---------- Document text

3. Injuries: Pederson did not coach well this year, but you have to take the injuries into consideration, and they were truly out of control this year and really over the last three seasons. It would be hard to imagine Lurie firing Pederson after a season when 22 starters or key backups missed a combined 150 games because of injuries. How do you evaluate a head coach when he has literally two starters for all 16 games? You can’t.

4. Pandemic: This is such a bizarre year, and Lurie would be a lot more likely to fire a coach after a four- or five-win season if it had been a conventional season. But the pandemic created a whole array of new challenges for coaches, and while Pederson’s game-day coaching this year left a lot to be desired, his ability to navigate the team through all the protocols and challenges brought on by the virus – no OTAs, no preseason games, virtual meetings and so on – certainly made an impression on Lurie.

--------------------
---------- Exercise data

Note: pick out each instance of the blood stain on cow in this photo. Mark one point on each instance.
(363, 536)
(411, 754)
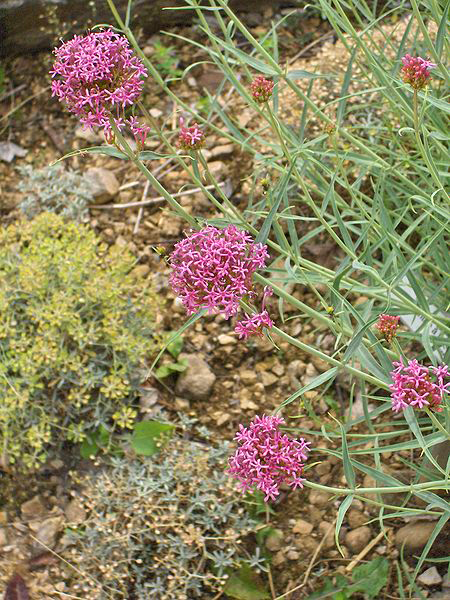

--------------------

- [Problem 1] In the Pederson passage, write out everything from "4. Pandemic: This is" down to "impression on Lurie.".
- [Problem 2]
Answer these questions using the Pederson passage:
(a) How many starters or key backups missed games because of injuries, and how many games did they miss combined?
(b) How many starters played all 16 games?
(c) What three challenges brought on by the virus are listed?
- [Problem 3] Translate this sentence from the Pederson passage into Spanish: "How do you evaluate a head coach when he has literally two starters for all 16 games?"

- [Task solution 1]
4. Pandemic: This is such a bizarre year, and Lurie would be a lot more likely to fire a coach after a four- or five-win season if it had been a conventional season. But the pandemic created a whole array of new challenges for coaches, and while Pederson’s game-day coaching this year left a lot to be desired, his ability to navigate the team through all the protocols and challenges brought on by the virus – no OTAs, no preseason games, virtual meetings and so on – certainly made an impression on Lurie.

- [Task solution 2]
(a) 22 starters or key backups missed a combined 150 games.
(b) Two starters.
(c) No OTAs, no preseason games, and virtual meetings.

- [Task solution 3] ¿Cómo se evalúa a un entrenador en jefe cuando tiene literalmente solo dos titulares en los 16 partidos?